Image point grounding data:
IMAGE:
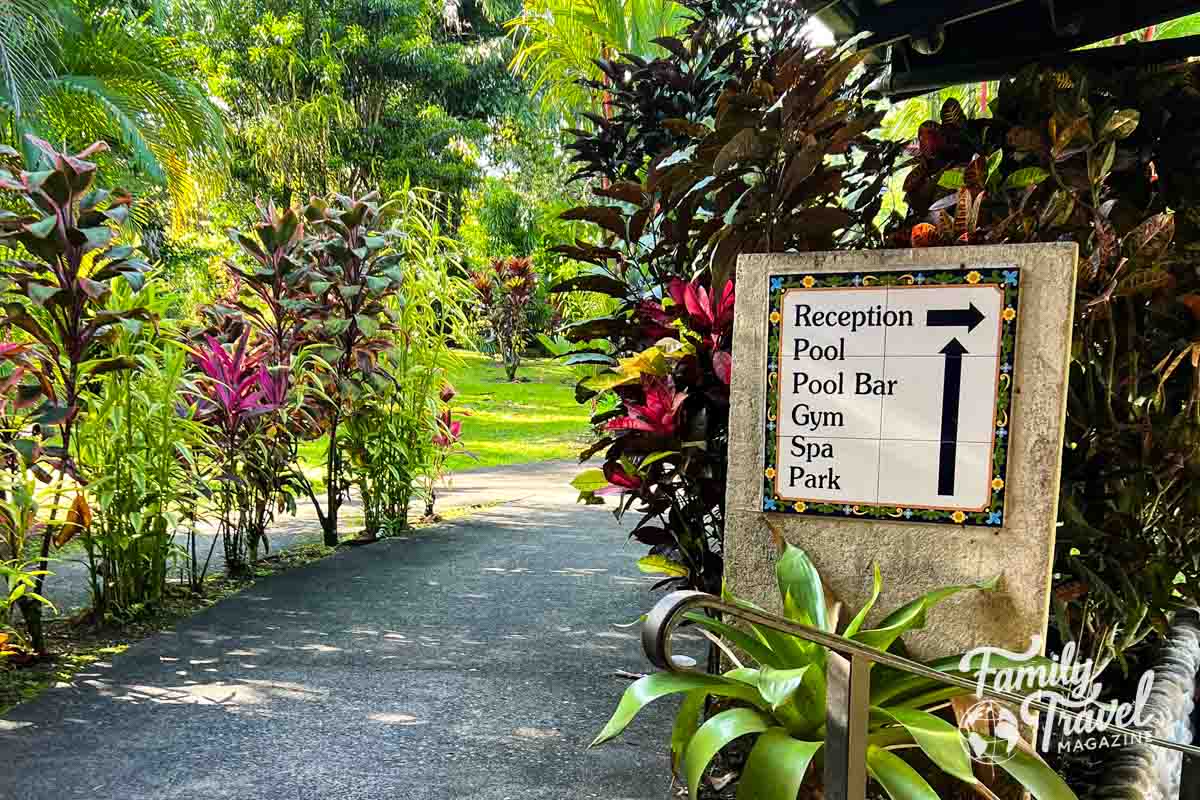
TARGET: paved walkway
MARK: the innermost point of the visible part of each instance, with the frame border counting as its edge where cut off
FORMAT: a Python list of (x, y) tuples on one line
[(471, 661), (69, 587)]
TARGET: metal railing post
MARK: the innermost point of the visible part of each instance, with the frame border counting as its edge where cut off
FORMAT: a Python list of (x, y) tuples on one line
[(847, 713)]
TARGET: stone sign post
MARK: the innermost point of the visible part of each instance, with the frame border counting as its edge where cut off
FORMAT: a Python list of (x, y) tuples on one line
[(904, 408)]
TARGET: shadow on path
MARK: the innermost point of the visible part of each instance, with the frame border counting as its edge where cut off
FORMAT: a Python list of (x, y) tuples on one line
[(473, 660)]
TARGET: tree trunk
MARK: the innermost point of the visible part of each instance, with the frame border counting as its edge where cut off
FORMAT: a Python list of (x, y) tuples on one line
[(31, 611), (333, 493), (511, 361)]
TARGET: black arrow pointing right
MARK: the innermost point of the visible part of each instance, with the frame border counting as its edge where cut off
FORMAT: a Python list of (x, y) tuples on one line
[(967, 318), (952, 395)]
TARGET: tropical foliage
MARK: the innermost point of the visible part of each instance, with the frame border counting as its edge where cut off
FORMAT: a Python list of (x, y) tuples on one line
[(1095, 158), (743, 138), (780, 701), (139, 434)]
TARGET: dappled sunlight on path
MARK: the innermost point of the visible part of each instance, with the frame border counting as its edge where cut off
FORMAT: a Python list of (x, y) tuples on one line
[(475, 659)]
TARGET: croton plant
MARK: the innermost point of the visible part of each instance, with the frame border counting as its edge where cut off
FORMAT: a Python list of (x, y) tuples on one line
[(765, 150), (778, 698), (54, 290), (1101, 158)]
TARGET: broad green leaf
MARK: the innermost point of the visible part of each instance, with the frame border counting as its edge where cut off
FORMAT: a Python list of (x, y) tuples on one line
[(801, 583), (589, 480), (778, 685), (1033, 774), (657, 457), (43, 227), (41, 292), (937, 738), (1025, 178), (649, 689), (777, 767), (685, 726), (912, 615), (952, 179), (102, 366), (898, 779), (738, 638), (1121, 124), (994, 162), (713, 735), (663, 565), (861, 617)]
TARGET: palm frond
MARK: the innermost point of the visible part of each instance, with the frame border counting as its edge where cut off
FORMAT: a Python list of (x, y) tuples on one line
[(135, 88), (28, 43), (557, 40)]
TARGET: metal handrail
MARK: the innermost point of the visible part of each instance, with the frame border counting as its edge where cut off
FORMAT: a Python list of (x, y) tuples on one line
[(849, 684)]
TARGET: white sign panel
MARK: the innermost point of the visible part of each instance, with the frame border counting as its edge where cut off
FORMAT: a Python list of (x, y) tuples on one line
[(889, 394)]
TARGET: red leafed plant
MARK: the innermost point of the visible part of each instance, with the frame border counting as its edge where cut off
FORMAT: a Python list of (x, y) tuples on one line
[(234, 391), (54, 289), (739, 139), (357, 274), (1104, 158), (273, 296)]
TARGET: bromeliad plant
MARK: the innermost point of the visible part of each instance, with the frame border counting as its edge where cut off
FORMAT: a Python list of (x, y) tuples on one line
[(781, 702), (54, 290), (358, 272)]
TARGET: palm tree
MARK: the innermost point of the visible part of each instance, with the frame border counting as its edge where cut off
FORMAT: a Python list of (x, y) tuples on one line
[(75, 80), (557, 41)]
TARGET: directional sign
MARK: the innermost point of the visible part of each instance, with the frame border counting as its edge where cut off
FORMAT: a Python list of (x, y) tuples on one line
[(888, 394)]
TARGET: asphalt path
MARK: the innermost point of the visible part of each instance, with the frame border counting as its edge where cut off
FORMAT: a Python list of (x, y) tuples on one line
[(474, 660)]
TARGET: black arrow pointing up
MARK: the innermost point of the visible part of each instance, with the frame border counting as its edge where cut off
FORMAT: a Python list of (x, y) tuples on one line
[(952, 392), (967, 318)]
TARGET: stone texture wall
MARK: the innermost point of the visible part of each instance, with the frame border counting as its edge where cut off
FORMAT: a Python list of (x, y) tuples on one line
[(917, 558)]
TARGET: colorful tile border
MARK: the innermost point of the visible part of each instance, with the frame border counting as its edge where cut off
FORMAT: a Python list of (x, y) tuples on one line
[(1007, 278)]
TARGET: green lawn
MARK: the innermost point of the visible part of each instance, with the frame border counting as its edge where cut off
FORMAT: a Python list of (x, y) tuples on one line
[(535, 419), (517, 422)]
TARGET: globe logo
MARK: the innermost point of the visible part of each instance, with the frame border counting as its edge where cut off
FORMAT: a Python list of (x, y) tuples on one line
[(990, 733)]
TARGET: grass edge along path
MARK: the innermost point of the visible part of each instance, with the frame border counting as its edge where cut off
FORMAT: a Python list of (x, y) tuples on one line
[(533, 419), (75, 644)]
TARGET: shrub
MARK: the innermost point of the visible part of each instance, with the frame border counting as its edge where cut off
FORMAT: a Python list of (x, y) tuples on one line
[(399, 435), (507, 293), (138, 451), (781, 702), (55, 293), (1096, 158), (744, 138), (274, 299), (232, 392)]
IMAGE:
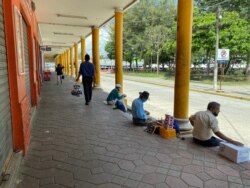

About this task: Wherever a picture appears, omit it; copy the rest of the data exactly.

Exercise solution:
IMAGE:
TARGET: paved walkway
MARK: the innermost point of the visible part of each instance, with the frame border counting as its edge where cut off
FORMAT: a Python list of (x, y) tuples on one line
[(471, 661), (69, 587)]
TARGET: metal railing post
MARK: the innermost point of the visible part of each instance, with the frame border counting as its edge where cut off
FORMAT: a Python list of (x, y) tuples on one line
[(847, 713)]
TARGET: stone sign post
MARK: the innermost point of the visible part of each instance, with the frame border counting as its edge where cut off
FORMAT: a Python list of (x, y) tuples on one line
[(904, 408)]
TARGET: shadow on path
MARK: the innermost point of the visible part of each instance, with the frame border counting as its edge where cut off
FORMAT: a Python list of (x, y) tuples on one line
[(473, 660)]
TARGET: tree trunk
MARK: the innermost point of the visible part of each instance, with the frame border counting as its edge where cut off
FORMAT: a Python list of (x, y) tuples on one line
[(31, 611), (333, 493), (511, 361)]
TARGET: black arrow pointing right
MARK: the innermost point of the visible part of each instance, with the frame border counting as its edge where cut off
FORMAT: a Python list of (x, y) tuples on one line
[(967, 318), (952, 395)]
TARGET: tropical foliage
MARK: the innermost point of the visible part of each instance, with the frame border counting as its edge where cut off
FORMAT: a Python list of (x, y) tuples on one line
[(1095, 158), (743, 138), (780, 701), (139, 434)]
TARGET: dappled sunlight on path
MARK: the innermost point of the visible part of each instance, with the frame border counting as its edge where cut off
FORMAT: a Python list of (x, y) tuples on one line
[(475, 659)]
TARGET: croton plant
MARK: the innermost point of the visible part of each instance, with the frame border counting as its edge where cut off
FORMAT: a Python list of (x, y) tuples on one line
[(765, 150), (778, 698), (54, 290), (1101, 158)]
TARGET: broad green leaf
MARK: the innermost point of the visible part of each instance, with the frame border counting as its edge where cut off
FORMAT: a Python list of (x, y) tuples on one line
[(801, 583), (589, 480), (778, 685), (1033, 774), (657, 457), (43, 227), (41, 292), (937, 738), (1025, 178), (649, 689), (777, 767), (685, 726), (912, 615), (952, 179), (102, 366), (898, 779), (738, 638), (1121, 124), (994, 162), (713, 735), (663, 565), (861, 617)]
TARGET: palm frond
MARK: the innermost point of the visible part of each instance, with the frame border counting as its edge where cut off
FORMAT: a Python list of (x, y) tuples on one line
[(135, 88), (28, 43), (557, 40)]
TARGET: metal handrail
MARK: the innermost point of the visible part of each instance, with the frame border counting as its edge where cut off
FORMAT: a Python list of (x, y) tuples on one line
[(849, 684)]
TARGET: white sign panel
MARK: the innermost point of the visible part of each instance, with the frame border counting as its edge where cut off
FORMAT: a Python list of (x, y) tuples on one line
[(889, 394)]
TARGET: red leafed plant
MARK: the innermost point of the visible part of each instance, with the frame border counting as its edge where cut off
FORMAT: a Python list of (x, y) tuples on one line
[(234, 391), (54, 289), (739, 139), (357, 274), (1104, 158), (273, 296)]
TARGET: bromeliad plant
MARK: the innermost point of the visible part of each instance, with the frame border counting as its edge where cut off
FORMAT: a Python list of (x, y) tuples on one line
[(781, 702), (54, 290), (358, 272)]
TARGET: palm tree
MARK: the innermost point of the visible part of each instance, with the frame border counting as its edge where cut off
FORMAT: a Python list of (x, y) tuples on one line
[(75, 80), (557, 41)]
TARGET: directional sign
MARK: the innermost point of the visible part of each instance, with the frame border counting as its edge where cut off
FORMAT: a Python list of (x, y) tuples on one line
[(888, 394)]
TARGET: asphalt path
MARK: the innermost point of the visible part of each instance, with the frame border counting as its edge where cut off
FORMAT: a Python list of (x, y) tuples on one line
[(474, 660)]
TARGET: black arrow pointing up
MARK: the innermost point of the visible part of each instance, with the frame border counting as its edge where cut off
FORMAT: a Python list of (x, y) tuples on one line
[(952, 392), (967, 318)]
TARGET: stone texture wall
MARK: the innermost point of the visible part of each instance, with the frame border counting as its edge where cut off
FORMAT: a Python list of (x, y) tuples on one line
[(917, 558)]
TARGET: colorful tile border
MARK: the innermost point of the visible part of each instance, with the frame border counting as its edge where cut off
FORMAT: a Python list of (x, y) tuples on one line
[(1007, 278)]
TARGET: green lawn
MARK: the innermost point of the visible part of each instance, with the frame border counting as its edge where cut off
FORMAT: a Python list of (x, y) tuples on one line
[(535, 419), (517, 422)]
TARGET: globe logo
MARK: the innermost point of the visible part of each instance, with the frame border counting as its edge where cut off
FORMAT: a Python list of (x, y) tuples on one line
[(990, 733)]
TARGET: grass edge along path
MARK: the innermost point of the visible part of each instance, with the frame border counting as its edge where cut off
FORMAT: a Python list of (x, y) tuples on one line
[(533, 419), (75, 644)]
TARGET: shrub
MARK: the innermost point of the visible part of each instance, with the frame border counting as its edge where cut off
FORMAT: a Python list of (x, y) tuples on one line
[(399, 435), (507, 293), (138, 451), (781, 702), (55, 293), (1096, 158), (744, 138), (274, 299), (232, 392)]
IMAGE:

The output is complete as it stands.